++++ Source data ++++

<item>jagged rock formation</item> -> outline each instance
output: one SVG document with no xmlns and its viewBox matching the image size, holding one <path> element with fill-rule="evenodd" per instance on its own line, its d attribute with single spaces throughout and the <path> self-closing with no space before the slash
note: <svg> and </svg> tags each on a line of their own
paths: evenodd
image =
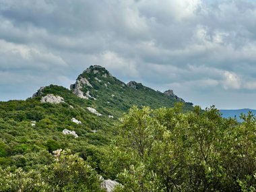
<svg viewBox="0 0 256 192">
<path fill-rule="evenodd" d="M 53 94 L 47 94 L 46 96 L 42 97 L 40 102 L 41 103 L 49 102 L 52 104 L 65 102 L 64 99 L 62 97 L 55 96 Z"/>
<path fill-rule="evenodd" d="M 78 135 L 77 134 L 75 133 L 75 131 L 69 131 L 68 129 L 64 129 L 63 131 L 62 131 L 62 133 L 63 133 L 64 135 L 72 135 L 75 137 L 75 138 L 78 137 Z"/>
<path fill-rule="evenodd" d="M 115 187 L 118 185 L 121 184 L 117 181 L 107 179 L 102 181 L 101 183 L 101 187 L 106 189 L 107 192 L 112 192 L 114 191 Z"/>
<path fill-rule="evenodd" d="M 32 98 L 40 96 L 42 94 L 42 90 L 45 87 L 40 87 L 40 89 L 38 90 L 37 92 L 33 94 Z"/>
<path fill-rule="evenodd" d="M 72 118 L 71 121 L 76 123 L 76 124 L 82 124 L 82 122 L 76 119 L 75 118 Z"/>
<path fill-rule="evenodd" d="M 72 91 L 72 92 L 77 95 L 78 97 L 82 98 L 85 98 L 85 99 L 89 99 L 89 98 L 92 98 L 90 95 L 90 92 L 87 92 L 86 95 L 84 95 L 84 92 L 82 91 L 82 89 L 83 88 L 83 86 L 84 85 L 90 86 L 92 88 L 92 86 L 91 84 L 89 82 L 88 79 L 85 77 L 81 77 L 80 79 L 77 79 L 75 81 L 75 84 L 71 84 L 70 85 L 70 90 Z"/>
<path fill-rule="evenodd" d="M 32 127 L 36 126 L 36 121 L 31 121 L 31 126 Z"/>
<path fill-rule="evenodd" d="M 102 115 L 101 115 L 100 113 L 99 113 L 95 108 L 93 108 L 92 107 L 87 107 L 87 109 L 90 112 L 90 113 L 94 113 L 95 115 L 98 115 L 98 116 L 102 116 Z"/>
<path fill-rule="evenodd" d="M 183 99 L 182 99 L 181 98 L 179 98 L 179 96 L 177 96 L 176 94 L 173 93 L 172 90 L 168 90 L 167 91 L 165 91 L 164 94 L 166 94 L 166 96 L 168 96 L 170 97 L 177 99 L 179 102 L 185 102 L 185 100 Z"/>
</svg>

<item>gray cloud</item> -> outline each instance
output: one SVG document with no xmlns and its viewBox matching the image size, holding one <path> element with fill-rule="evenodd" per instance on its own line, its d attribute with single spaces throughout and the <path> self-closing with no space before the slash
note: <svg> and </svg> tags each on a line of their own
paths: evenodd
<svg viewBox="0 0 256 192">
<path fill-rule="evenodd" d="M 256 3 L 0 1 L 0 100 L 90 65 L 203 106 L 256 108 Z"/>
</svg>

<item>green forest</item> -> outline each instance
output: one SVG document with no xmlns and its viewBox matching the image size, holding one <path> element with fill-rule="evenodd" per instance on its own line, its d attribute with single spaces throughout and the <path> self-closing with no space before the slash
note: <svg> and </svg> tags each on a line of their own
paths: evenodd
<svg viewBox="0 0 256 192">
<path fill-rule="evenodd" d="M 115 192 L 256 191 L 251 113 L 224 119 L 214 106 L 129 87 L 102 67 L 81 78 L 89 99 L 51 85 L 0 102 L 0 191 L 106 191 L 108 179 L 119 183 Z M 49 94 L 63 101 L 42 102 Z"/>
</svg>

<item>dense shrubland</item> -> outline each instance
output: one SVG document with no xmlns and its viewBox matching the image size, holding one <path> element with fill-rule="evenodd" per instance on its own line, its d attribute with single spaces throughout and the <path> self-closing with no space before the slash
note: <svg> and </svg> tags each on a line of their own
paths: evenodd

++++

Could you set down, unchanged, every line from the start of the entries through the line containing "97 L 40 102", with both ends included, leaving any pictures out of your answer?

**Solution below:**
<item>jagged rock formation</item> -> outline each instance
output: one SVG document with no xmlns and its viewBox matching the image size, holding one <path> element with fill-rule="evenodd" per instance on its own line, its d attribute with single spaces throughout and the <path> self-closing with no space before the slash
note: <svg> and </svg> tags each on a line of their own
paths: evenodd
image =
<svg viewBox="0 0 256 192">
<path fill-rule="evenodd" d="M 53 94 L 47 94 L 46 96 L 42 97 L 40 102 L 41 103 L 49 102 L 52 104 L 65 102 L 64 99 L 62 97 L 55 96 Z"/>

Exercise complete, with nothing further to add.